• [WORK TO BE COMPLETED]: Starting at the row containing "Where can the nose" and ending at the final row, replace every "Query" with "Target". Output only those rows, with everything else unchanged.

• [DATA EXCERPTS]:
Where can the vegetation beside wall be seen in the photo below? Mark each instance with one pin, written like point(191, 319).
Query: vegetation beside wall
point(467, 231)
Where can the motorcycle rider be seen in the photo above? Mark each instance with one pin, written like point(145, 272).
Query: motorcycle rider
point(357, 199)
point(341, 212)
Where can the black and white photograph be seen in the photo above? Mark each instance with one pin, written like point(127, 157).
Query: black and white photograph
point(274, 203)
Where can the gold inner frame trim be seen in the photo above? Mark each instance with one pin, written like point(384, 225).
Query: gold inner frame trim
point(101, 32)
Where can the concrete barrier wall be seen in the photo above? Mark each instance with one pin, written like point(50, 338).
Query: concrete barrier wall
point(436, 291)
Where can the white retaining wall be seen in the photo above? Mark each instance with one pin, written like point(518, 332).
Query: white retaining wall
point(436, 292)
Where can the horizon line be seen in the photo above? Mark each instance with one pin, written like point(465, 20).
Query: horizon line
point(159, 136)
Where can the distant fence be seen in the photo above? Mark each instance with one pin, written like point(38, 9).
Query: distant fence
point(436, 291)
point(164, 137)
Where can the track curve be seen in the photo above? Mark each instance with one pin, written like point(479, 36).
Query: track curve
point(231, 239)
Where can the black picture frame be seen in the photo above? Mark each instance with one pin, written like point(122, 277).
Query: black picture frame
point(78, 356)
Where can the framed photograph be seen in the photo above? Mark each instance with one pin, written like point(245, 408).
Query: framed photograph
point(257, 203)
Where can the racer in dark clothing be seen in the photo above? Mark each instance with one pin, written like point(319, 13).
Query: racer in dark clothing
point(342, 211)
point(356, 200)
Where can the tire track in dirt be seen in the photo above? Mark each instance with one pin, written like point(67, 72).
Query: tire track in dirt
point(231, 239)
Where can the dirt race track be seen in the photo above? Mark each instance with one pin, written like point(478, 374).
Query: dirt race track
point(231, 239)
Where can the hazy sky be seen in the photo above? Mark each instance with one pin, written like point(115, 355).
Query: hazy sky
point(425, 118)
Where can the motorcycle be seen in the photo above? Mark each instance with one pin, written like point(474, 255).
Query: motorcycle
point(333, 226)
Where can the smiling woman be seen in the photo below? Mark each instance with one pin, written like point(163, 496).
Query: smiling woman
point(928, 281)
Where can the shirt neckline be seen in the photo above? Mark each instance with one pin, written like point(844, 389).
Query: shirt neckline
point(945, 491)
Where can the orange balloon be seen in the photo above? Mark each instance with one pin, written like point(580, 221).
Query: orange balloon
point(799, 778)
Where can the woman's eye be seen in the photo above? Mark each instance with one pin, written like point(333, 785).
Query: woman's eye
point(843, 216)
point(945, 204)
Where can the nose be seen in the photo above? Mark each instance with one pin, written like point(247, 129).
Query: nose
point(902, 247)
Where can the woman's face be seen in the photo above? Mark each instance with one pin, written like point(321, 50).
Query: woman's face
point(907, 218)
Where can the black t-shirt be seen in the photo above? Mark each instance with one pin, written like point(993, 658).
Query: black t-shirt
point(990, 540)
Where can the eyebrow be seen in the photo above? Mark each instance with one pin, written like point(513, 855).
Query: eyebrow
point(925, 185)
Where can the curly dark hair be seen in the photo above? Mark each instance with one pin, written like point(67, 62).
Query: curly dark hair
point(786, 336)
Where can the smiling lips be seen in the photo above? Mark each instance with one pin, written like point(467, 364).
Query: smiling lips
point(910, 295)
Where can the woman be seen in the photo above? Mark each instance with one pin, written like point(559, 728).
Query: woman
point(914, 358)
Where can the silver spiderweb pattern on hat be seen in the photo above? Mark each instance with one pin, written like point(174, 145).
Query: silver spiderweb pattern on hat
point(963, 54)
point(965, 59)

• [SOLVED EXERCISE]:
Where can the nose be seen in the photo above? Mark each instance with one pin, written like point(247, 129).
Target: nose
point(902, 247)
Where can the woman's face be seen in the photo above? Mark each instance with one pin, written like point(321, 50).
Target: woman's face
point(907, 218)
Where can the black t-shirt be seen in the photo above? Mark each instance with one pin, written like point(993, 658).
Target: black t-shirt
point(990, 540)
Where can the eyebrow be seen in the photo above? Mark each instance with one pin, written like point(513, 855).
Target: eyebrow
point(925, 185)
Where can the curly dark hair be seen in the photo above? Mark each instance with one pin, written like point(67, 62).
Target: curly dark hair
point(786, 336)
Where can the smiling lips be seen in the photo above? Mark each instance with one pin, written like point(467, 364).
Target: smiling lips
point(910, 295)
Where can the woman be seen in the photo above? Mark each instance with one pin, written like point(559, 728).
Target: woman
point(914, 358)
Where can the silver spiderweb pattern on hat be seen in the photo above? Mark each instance with one pin, written like point(174, 145).
Target: silver spiderweb pattern on hat
point(963, 54)
point(965, 59)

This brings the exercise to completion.